Given exercise: Format the lines starting at the one containing "point: tall green" and ending at the last line as a two-column CSV with the columns text and answer. Give one row for each "point:" line: put that line in text and the coordinates under it in answer, quote both fields, and replace line breaks with spaces.

Location identification items:
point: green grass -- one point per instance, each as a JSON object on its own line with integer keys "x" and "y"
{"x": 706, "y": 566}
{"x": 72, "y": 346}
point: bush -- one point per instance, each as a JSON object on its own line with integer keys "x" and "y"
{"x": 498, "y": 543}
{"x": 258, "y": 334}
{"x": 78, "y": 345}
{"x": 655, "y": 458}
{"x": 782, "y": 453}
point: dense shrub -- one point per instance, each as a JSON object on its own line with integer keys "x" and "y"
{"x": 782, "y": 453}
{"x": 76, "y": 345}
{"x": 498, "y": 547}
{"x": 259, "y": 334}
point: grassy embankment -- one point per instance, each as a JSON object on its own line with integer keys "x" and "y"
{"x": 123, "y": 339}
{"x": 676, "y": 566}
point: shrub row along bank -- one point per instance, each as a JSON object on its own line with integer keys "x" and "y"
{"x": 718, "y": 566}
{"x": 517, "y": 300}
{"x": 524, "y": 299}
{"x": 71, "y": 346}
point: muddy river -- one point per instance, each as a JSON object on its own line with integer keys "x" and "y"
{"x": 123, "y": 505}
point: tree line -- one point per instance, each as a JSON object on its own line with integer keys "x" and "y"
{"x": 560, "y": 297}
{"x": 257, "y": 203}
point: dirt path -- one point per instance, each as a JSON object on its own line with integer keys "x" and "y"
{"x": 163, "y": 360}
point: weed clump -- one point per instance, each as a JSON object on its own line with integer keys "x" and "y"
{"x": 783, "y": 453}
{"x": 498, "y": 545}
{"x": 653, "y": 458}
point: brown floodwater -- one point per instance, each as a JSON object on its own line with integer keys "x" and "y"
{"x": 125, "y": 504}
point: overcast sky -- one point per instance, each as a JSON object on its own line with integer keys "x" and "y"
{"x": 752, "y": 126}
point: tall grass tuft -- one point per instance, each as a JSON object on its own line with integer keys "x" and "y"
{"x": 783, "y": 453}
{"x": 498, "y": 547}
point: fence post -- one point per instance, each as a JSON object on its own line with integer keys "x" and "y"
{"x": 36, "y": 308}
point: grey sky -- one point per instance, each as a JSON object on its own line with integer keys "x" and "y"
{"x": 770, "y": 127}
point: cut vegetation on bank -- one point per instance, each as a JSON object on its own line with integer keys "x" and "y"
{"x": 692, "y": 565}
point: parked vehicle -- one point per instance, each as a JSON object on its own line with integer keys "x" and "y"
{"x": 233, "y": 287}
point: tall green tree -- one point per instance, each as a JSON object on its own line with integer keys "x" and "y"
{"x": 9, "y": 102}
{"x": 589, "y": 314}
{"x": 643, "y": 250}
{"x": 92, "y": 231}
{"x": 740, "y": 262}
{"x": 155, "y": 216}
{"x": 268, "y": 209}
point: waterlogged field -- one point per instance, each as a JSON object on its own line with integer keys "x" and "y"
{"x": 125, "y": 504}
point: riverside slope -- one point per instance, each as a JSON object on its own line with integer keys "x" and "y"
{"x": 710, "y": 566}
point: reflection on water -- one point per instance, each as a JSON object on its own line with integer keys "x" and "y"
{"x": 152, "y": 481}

Task response:
text,answer
"point: tall green tree -- one point per instance, each as a JSON object on its own line with integer keys ""x"" and ""y""","{""x"": 9, ""y"": 102} {""x"": 589, ""y"": 314} {""x"": 643, ""y"": 250} {""x"": 92, ""y"": 231} {""x"": 740, ""y"": 262} {""x"": 155, ""y"": 216} {""x"": 268, ""y"": 209}"
"point: waterlogged field -- one point per instance, each as a JSON object on its own line with integer keys ""x"" and ""y""","{""x"": 125, ""y"": 504}"
"point: riverside slope -- one point per instance, each as a JSON object on its own line with integer keys ""x"" and ""y""","{""x"": 710, ""y"": 566}"
"point: reflection on water -- one point per instance, each as a JSON object on its own line with integer keys ""x"" and ""y""","{""x"": 152, ""y"": 481}"